_TASK STATEMENT_. Will you print the material below without altering a single character?

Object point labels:
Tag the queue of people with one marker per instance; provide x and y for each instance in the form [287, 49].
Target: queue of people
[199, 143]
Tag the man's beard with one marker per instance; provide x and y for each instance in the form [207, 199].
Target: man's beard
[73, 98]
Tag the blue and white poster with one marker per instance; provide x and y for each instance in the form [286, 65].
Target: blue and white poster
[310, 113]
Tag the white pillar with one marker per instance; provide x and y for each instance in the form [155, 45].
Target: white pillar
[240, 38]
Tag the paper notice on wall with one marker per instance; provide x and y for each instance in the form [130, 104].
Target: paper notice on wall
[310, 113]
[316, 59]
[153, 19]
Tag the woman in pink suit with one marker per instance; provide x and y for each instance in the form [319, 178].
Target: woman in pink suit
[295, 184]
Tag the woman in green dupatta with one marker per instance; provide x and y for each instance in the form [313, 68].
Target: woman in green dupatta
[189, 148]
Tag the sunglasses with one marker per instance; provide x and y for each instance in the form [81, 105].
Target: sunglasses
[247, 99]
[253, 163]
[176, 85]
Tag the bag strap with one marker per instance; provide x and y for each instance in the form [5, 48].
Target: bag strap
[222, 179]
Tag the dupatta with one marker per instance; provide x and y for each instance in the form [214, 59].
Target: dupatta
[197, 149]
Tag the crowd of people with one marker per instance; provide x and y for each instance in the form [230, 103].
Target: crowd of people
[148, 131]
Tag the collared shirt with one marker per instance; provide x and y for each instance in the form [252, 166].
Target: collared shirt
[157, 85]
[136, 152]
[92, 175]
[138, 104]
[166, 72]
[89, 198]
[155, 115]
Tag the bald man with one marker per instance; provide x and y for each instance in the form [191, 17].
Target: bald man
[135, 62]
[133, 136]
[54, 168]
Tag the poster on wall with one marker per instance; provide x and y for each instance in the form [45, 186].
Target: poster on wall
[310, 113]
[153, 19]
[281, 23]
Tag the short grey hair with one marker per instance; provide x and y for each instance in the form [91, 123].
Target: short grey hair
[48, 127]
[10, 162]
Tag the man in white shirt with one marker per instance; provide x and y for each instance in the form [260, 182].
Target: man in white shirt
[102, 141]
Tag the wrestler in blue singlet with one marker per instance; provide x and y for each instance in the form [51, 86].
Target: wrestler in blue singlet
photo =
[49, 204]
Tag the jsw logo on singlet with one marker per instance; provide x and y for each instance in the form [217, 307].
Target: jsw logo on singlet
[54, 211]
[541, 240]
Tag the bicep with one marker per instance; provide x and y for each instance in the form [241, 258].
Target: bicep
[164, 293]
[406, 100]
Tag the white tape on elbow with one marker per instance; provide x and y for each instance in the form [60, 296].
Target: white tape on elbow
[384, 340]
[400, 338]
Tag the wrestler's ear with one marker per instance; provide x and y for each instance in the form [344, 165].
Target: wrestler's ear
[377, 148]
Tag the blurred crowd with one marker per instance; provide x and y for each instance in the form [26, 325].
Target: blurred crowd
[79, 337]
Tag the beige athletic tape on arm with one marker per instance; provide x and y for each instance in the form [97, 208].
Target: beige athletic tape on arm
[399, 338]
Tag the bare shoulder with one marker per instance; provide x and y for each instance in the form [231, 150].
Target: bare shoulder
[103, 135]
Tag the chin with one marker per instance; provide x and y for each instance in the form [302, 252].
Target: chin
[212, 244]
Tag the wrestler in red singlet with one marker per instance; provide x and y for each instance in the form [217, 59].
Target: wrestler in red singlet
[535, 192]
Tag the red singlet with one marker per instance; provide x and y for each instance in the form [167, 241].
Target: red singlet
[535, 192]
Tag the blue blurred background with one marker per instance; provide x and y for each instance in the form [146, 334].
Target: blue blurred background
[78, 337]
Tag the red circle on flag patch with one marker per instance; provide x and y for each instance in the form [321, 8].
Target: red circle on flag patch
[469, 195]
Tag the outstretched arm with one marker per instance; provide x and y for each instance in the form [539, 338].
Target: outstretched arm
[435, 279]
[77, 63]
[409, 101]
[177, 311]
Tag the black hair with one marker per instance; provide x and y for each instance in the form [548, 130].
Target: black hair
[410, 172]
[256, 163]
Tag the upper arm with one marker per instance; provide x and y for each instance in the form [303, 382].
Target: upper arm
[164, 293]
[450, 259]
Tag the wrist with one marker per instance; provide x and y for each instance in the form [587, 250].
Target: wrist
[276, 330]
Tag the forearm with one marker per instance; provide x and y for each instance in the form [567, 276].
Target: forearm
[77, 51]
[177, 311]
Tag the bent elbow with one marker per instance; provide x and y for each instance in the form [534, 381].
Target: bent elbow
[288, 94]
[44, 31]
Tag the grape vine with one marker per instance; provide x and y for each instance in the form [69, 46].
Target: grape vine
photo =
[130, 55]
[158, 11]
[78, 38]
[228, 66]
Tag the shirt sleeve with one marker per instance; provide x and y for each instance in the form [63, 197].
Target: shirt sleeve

_TASK RESULT_.
Tag the queue of people with one marker per instance; provide x and y for each instance in the form [287, 49].
Target: queue of people
[199, 143]
Tag the man's beard with one marker per instance; provide x and y for each instance in the form [207, 199].
Target: man's beard
[73, 98]
Tag the blue and white poster with one marker per instance; provide x and y for each instance in the form [286, 65].
Target: blue and white poster
[310, 113]
Tag the white pillar with one marker per instance; provide x and y for each instance in the form [155, 45].
Target: white pillar
[240, 38]
Tag the paper notice on wall with one marker per instance; provide x and y for each instance in the form [130, 104].
Target: paper notice on wall
[310, 113]
[316, 59]
[153, 19]
Tag the woman in pink suit with one marker per instance; provide x and y for each instance in the form [319, 178].
Target: woman in pink suit
[295, 184]
Tag the woman in green dupatta with one marker per instance; provide x and y for each instance in the form [313, 68].
Target: woman in green dupatta
[189, 148]
Tag the sunglasses with one marker per instance; provide x and y for each instance in the form [81, 105].
Target: sunglasses
[247, 99]
[253, 163]
[176, 85]
Tag the bag strap with one marker per instance; provide x and y for each instance in the form [5, 48].
Target: bag strap
[222, 179]
Tag the dupatta with one marker per instance; provide x and y for each instance in the form [214, 59].
Target: dupatta
[197, 149]
Tag the crowd of people with one marker per instance; provide x and y for each instance in the form [230, 103].
Target: crowd of people
[148, 131]
Tag the collared shirt with one marker per instance; provide x and y for each instance in the form [252, 166].
Target: collared shirt
[157, 85]
[136, 152]
[92, 175]
[138, 104]
[166, 72]
[89, 198]
[155, 115]
Tag the bald man with one marker per instance; provide x and y for each instance in the form [191, 17].
Target: bald man
[135, 62]
[133, 136]
[54, 168]
Tag the poster on wall with one marker per instance; provide x and y for each instance in the form [45, 186].
Target: poster on wall
[310, 113]
[153, 19]
[281, 23]
Tag the short grey hair with one marker per instance; provide x and y for each instance in the form [91, 123].
Target: short grey hair
[48, 127]
[10, 162]
Tag the man in white shirt with one marker per instance; provide x and y for each instance in the form [260, 182].
Target: man in white shirt
[102, 141]
Tag the wrestler in blue singlet with one marker per instance; provide x and y for each instance in the form [51, 86].
Target: wrestler in blue singlet
photo =
[49, 204]
Tag the jsw logo on singlet with one marker per instance; provide x and y for each instance in the form [217, 307].
Target: jsw logo on singlet
[54, 211]
[541, 240]
Tag the bicep with one marker per instance; provide x and y for each instance in the form [241, 258].
Target: bicep
[164, 293]
[406, 100]
Tag the white tape on elbow with one marker per instance; provide x and y for each instance in the form [60, 296].
Target: white tape on elbow
[384, 340]
[400, 338]
Tag the wrestler's ear with one marker per instance; provide x and y for each instance in the form [344, 165].
Target: wrestler's ear
[377, 148]
Tag the blurred crowd with one marker per instance; provide x and y for each instance in the form [26, 325].
Target: blurred crowd
[79, 337]
Tag the beige athletic tape on arm with one marker per instance; provide x and y for each instance in the form [97, 208].
Target: beige athletic tape on arm
[399, 338]
Tag the bare shoulder with one marker per instance; provide x and y for each instance in the form [231, 150].
Target: bare shoulder
[103, 135]
Tag the chin with one marker per instance; provide x and y for each instance in the form [302, 252].
Target: chin
[212, 244]
Tag the wrestler in red singlet with one marker per instance; provide x and y for each instance in the form [217, 59].
Target: wrestler in red singlet
[535, 192]
Tag the red singlet with one marker per instance; provide x and y for each instance in the form [167, 241].
Target: red singlet
[535, 192]
Tag the blue blurred background with one marker per instance; provide x and y for each instance in the form [146, 334].
Target: blue blurred background
[78, 337]
Tag the red circle on flag patch with one marker per instance; provide x and y for each instance in the form [321, 8].
Target: red circle on flag patch
[469, 195]
Tag the outstretched arm with one marker per instance; provide x and y for each instance in the form [539, 338].
Target: outstretched arm
[435, 279]
[77, 63]
[409, 101]
[177, 311]
Tag the black hair with one marker per instance; provide x and y for each instance in the form [548, 130].
Target: black hair
[410, 172]
[256, 163]
Tag the upper arm with one marker per instance; provide x and y for each instance in the form [303, 382].
Target: upper arm
[164, 293]
[450, 259]
Tag the wrist with one marker per instance; provide x and y for each instance in the form [587, 250].
Target: wrist
[276, 330]
Tag the forearm with one marker per instance; provide x and y for each instance in the form [567, 276].
Target: forearm
[77, 51]
[177, 311]
Tag the bent elbow with one marker per instance; provide x and y for each instance in the form [534, 381].
Target: bent elbow
[288, 94]
[44, 31]
Tag the grape vine with one marker per instance; provide x and y for each instance in the form [69, 46].
Target: grape vine
photo =
[130, 55]
[158, 11]
[78, 38]
[228, 66]
Tag the shirt sleeve with one marker per instance; provide x and y for each instance in the form [63, 197].
Target: shirt sleeve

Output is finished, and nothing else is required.